Task prompt:
Filter the material below, keeping each line that contains the string "gravel". Matching is case-sensitive.

[BEGIN Supplied material]

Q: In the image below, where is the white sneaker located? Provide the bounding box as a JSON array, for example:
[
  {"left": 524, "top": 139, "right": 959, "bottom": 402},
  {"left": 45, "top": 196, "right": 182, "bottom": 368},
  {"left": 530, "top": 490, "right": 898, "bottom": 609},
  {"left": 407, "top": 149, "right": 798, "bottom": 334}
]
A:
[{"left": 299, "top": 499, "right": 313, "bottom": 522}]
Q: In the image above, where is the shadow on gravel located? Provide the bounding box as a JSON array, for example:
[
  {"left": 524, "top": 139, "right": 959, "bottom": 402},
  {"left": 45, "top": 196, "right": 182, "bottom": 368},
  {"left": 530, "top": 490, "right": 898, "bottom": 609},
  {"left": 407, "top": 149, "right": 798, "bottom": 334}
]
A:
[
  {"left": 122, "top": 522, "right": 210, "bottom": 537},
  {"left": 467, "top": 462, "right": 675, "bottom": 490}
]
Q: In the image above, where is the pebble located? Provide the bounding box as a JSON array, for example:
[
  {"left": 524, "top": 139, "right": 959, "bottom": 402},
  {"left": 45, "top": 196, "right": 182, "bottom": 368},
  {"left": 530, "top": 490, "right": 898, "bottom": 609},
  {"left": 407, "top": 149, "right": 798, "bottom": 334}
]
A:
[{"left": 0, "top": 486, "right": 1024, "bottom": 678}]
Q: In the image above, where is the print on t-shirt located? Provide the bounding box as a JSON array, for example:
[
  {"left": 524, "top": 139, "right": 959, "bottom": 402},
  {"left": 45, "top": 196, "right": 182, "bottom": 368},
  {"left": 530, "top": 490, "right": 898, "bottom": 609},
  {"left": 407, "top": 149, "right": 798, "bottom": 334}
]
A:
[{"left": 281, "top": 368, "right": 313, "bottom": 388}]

[END Supplied material]
[BEGIN Supplied material]

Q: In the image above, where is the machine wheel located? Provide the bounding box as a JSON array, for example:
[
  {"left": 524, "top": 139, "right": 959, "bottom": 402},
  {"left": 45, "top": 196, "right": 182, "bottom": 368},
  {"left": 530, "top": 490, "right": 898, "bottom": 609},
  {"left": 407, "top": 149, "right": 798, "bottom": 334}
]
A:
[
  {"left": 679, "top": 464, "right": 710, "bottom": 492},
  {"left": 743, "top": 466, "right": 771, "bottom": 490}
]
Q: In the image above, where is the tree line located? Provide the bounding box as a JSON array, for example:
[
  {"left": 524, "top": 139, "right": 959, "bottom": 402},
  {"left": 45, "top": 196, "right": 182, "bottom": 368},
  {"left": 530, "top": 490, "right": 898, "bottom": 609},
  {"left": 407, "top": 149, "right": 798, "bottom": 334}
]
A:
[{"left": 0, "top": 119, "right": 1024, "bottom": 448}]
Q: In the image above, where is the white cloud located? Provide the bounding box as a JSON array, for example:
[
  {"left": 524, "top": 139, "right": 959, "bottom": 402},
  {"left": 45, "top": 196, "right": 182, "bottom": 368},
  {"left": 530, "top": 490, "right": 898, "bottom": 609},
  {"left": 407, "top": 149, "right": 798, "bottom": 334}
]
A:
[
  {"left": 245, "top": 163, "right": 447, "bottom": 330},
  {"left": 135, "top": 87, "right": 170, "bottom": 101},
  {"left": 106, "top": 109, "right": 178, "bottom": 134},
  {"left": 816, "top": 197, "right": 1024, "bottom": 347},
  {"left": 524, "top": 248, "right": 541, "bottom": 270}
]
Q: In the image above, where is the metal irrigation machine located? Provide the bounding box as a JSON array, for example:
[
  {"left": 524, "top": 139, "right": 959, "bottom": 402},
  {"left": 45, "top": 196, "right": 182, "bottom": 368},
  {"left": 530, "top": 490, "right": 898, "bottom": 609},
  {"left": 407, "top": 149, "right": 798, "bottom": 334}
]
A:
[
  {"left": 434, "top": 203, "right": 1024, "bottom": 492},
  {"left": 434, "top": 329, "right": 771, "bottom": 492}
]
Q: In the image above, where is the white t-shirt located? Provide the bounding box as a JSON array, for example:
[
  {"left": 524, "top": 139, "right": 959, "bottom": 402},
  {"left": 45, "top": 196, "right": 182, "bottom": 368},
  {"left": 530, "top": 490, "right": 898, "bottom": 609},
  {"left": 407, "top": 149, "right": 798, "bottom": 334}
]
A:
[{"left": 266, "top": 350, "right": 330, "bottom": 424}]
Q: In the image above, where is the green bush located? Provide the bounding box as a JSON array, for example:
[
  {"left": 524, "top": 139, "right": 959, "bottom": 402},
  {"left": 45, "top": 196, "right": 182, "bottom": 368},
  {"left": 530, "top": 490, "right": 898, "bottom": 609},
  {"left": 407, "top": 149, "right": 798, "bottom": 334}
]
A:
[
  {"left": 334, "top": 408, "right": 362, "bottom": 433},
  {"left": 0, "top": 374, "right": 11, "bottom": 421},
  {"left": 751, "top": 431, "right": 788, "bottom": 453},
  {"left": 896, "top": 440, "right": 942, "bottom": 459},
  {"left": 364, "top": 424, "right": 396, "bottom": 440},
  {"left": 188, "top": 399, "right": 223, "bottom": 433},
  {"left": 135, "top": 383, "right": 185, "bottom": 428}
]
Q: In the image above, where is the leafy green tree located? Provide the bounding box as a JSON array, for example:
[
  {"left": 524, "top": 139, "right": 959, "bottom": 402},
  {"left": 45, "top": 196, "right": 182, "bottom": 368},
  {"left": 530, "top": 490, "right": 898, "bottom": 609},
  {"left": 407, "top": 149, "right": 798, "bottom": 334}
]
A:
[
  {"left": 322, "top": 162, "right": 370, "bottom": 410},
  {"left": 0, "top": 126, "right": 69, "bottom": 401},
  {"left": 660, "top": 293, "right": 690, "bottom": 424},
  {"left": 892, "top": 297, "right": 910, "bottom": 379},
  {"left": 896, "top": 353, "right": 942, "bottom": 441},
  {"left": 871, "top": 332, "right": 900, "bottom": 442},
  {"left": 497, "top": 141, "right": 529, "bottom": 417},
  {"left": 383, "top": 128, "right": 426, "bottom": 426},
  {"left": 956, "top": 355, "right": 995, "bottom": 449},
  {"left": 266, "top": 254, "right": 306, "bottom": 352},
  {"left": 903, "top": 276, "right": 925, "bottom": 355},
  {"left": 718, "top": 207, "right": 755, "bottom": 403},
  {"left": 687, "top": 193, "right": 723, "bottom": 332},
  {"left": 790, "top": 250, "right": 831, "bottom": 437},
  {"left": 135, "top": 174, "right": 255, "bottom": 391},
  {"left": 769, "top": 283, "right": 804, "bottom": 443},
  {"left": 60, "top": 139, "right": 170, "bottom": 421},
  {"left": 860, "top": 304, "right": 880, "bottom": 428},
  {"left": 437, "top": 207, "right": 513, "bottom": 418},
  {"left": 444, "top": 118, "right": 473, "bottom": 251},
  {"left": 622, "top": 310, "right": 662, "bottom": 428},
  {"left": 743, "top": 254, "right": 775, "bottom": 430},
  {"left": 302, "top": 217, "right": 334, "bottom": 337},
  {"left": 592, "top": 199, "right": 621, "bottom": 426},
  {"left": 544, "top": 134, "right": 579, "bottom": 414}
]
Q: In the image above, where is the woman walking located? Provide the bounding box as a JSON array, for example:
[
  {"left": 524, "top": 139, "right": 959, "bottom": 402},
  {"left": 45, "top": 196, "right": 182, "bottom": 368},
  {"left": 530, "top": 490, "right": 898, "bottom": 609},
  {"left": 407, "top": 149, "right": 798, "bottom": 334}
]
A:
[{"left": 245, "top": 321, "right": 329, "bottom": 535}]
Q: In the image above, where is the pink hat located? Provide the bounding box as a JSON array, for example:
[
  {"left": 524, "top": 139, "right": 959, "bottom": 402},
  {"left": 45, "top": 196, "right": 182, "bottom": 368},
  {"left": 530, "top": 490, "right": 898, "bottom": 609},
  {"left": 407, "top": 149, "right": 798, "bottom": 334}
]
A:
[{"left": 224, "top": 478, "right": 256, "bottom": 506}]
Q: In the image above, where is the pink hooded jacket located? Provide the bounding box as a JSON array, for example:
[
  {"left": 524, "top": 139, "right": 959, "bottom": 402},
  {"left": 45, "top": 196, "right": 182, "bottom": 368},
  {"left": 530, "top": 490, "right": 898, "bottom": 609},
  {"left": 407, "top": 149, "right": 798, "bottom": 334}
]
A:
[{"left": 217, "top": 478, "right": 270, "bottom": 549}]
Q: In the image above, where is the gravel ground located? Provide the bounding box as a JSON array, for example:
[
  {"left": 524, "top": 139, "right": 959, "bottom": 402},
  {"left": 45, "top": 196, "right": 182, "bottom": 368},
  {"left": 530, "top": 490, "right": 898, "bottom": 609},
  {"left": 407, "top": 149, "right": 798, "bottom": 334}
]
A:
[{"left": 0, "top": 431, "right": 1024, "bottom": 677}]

[END Supplied material]

Final answer:
Q: In the image above, where is the shadow on gravel located? Provide the bounding box as a JSON array, for example:
Q: In the image above, where is the gravel ground located? Provide the bounding box as a JSON array, for example:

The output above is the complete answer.